**Text passage:**
####################

The mention of composite self-lubricating bearings may bring to mind bushings made essentially of plastic – expensive devices that can only be used in limited plain bearing applications. Actually, there is great contrast between composite bearing families. Fabricating methods and material types differ, and therein lies the ability to create strong, resilient components that can cost-effectively replace rolling and sliding greased bearing assemblies in many applications.

Backing it up

Among the different varieties of selflubricating composite materials used in the backing of the bearing, one has continuous- fiber reinforcement placed in a thermoset resin, as opposed to injectionmolded thermoplastic composites containing short, broken reinforcing fibers.

The continuous-reinforcement version can handle static compressive loads of 60,000 psi and dynamic compressive loads of 30,000 psi without the need for hydrodynamic lubrication. Where applicable, these composites put an end to problems such as shaft scoring and galling, bearing assembly corrosion, and lubricant and fittings maintenance. They have high shock load capability, being that a resin matrix combined with continuous fiberglass strands lends to elasticity and resiliency. Traditional thermoplastic bearings, besides having lower load capacities, are susceptible to contraction and expansion from changing temperatures and can also absorb moisture and swell.

The thermoset resin family of bearings is made with a filament-winding process. This involves wrapping a bundle of resin-impregnated filaments around the bearing liner, which is set onto a mandrel. The winding goes across the mandrel’s entire length, and is repeated until the stock tube is built up approximately to the desired final outer diameter. Then, everything goes into an oven while the resin cures, and afterward the hardened composite is cut and finished to the specified diameter and length.

####################

**Data provided:**

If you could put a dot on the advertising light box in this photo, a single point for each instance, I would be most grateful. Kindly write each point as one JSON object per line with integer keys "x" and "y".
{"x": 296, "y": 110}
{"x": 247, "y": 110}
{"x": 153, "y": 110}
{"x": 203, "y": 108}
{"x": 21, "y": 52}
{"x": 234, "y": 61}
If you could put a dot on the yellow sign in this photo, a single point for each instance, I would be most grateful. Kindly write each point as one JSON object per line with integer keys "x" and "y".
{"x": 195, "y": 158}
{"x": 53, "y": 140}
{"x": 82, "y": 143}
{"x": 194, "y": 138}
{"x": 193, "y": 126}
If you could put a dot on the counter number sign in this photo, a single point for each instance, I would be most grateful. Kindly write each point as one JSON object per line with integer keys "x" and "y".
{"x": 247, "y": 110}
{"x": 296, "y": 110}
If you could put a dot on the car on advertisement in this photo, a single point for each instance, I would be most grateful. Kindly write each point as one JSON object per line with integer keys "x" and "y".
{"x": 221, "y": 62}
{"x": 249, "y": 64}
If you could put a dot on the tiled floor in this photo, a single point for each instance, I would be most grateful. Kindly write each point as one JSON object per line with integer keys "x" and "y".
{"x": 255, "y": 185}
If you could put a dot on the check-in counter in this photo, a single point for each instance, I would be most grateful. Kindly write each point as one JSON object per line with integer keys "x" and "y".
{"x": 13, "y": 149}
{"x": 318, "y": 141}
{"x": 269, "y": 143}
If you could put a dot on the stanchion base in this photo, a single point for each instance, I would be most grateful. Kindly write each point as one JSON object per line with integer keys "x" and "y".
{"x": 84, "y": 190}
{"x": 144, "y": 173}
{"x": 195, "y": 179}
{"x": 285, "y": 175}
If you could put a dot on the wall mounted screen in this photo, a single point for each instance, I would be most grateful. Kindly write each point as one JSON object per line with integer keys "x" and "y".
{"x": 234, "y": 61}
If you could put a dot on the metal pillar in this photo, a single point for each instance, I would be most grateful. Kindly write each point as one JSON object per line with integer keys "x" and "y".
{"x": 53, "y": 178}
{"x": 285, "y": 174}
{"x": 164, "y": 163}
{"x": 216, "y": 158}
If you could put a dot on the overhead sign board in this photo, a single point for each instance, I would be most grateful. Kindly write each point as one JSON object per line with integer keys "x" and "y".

####################

**Aim 1:** In the passage on composite self-lubricating bearings, what dynamic compressive load can the continuous-reinforcement version handle without hydrodynamic lubrication?
**Aim 2:** Carry on the passage about composite self-lubricating bearings from the point where it stops.
None of the lines is needed for this work.

**Final answer 1:** 30,000 psi.

**Final answer 2:**
The unbroken strands of resin-soaked fiberglass provide an extremely strong backing. And, the ability to control their placement and positioning lets the properties of the finished composite backing be optimized, even customized, to allow for abnormal load patterns.

Down to the surface

Composite bearing performance is heavily reliant on the self-lubricating wear surface. With the form of PTFE (polytetrafluorethylene, commonly known as Teflon) used in the lining, lubrication occurs through a film transfer process, also called boundary lubrication. With this kind of lubrication, surfaces remain in contact during operation, and a surface film of lubricant alleviates friction and wear.

The nature of the self-lubricating materials enables good bearing performance under cyclic and oscillatory load conditions. PTFE molecules are easily sheared and compacted into the surface of the mating pin, actually filling surface voids. At a melting point of 612°F, the PTFE causes an oxide-building reaction, which lets the material smear around the shaft as it undergoes a phase change. This temperature point is high enough to ensure that wear and smearing do not occur unless significant shaft rotation and loading are present.

The high-performance composite backing and the process it’s made by complement the specially woven wear lining. During manufacture, the resin works into the coarse liner back and, after hardening, the backing and liner become inseparable.

Such a wear surface can be further improved to allow embeddability. A well-designed lining is semi-porous, with the PTFE wear fibers forming tiny pockets that can take in contaminants. Dirt and dust particles become embedded into the pockets, thus their damaging effects on the shaft are minimized and the self-lubricating process can continue unimpeded. The small pockets also provide a disposal for resin debris during the break-in period so the film transfer process can be initiated quickly.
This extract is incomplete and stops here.